But it's quite a stretch to depict the cash-deprived predatory tribes living within the externally imposed political borders of Afghanistan as a capitalist society. Sure, no society can totally isolate itself but the Afghans have been giving it a pretty good try. Furthermore, even in states which are more obviously integrated into global capitalism, a non-industrial (eg rentier) economy can allow anachronistic ideologies to prevail virtually undisturbed. Members of the Saud clan and many of their subjects, most of whom don't have to do any real work and whose only far-removed contact with global capitalism is receiving their paychecks, can cling to an ideology which has remained unchanged since the 17th century. Similarly, subsistence farmers and landless peasants in Eastern Anatolia stilll live in a world where the Prophet's grandson Ali has just been martyred at Karbala.

ROWS:
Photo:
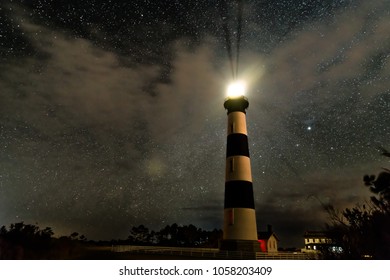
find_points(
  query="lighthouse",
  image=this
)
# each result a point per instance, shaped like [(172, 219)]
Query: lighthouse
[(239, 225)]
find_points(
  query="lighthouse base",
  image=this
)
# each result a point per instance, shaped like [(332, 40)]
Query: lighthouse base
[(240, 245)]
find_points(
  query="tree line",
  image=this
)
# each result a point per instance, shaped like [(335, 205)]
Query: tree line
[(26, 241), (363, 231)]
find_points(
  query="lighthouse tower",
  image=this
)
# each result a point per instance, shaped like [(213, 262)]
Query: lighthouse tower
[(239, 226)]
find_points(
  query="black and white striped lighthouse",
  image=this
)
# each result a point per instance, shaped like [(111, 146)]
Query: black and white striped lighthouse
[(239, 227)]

REQUIRED ACTIONS:
a: Answer these about the passage on capitalism and old ideologies:
(i) What does the passage say the Afghans have been giving a pretty good try?
(ii) Since which century has the ideology held by the Saud clan and many of their subjects remained unchanged?
(iii) Which two groups in Eastern Anatolia does the passage name?
b: Could you carry the passage on capitalism and old ideologies forward from its final sentence?
The data plays no part in what follows.

PER-TASK OUTPUTS:
a:
(i) Totally isolating their society.
(ii) The 17th century.
(iii) Subsistence farmers and landless peasants.

b:
This sort of anachronism has nothing to do with the anachronisms produced and reproduced by fascist ideologues to thicken the irrational mixture of disconnected fascist ideas. Fascist ideology is a modern product of capitalism, however much it may contain references to the (mostly mythical) past. Islamist ideology, especially among Sunnites, is intimately linked to scripture and cannot be arbitrarily mixed with non-scriptural ideologies such as racism or darwinism.
Hakki
|| -----Original Message-----
|| From: Grant Lee
|| Hakki:
||
|| "Calling medieval zealots in a precapitalist society fascist is
|| not terribly
|| smart..." Huh? I was actually pointing out the _differences_ between
|| Islamists and fascists. But since you mention it, I suggest
|| it's a debatable
|| proposition that _any_ current states are still "precapitalist". And
|| fascists are anachronistic; they often do appeal to nostalgia
|| for a mythical
|| medieval and precapitalist past.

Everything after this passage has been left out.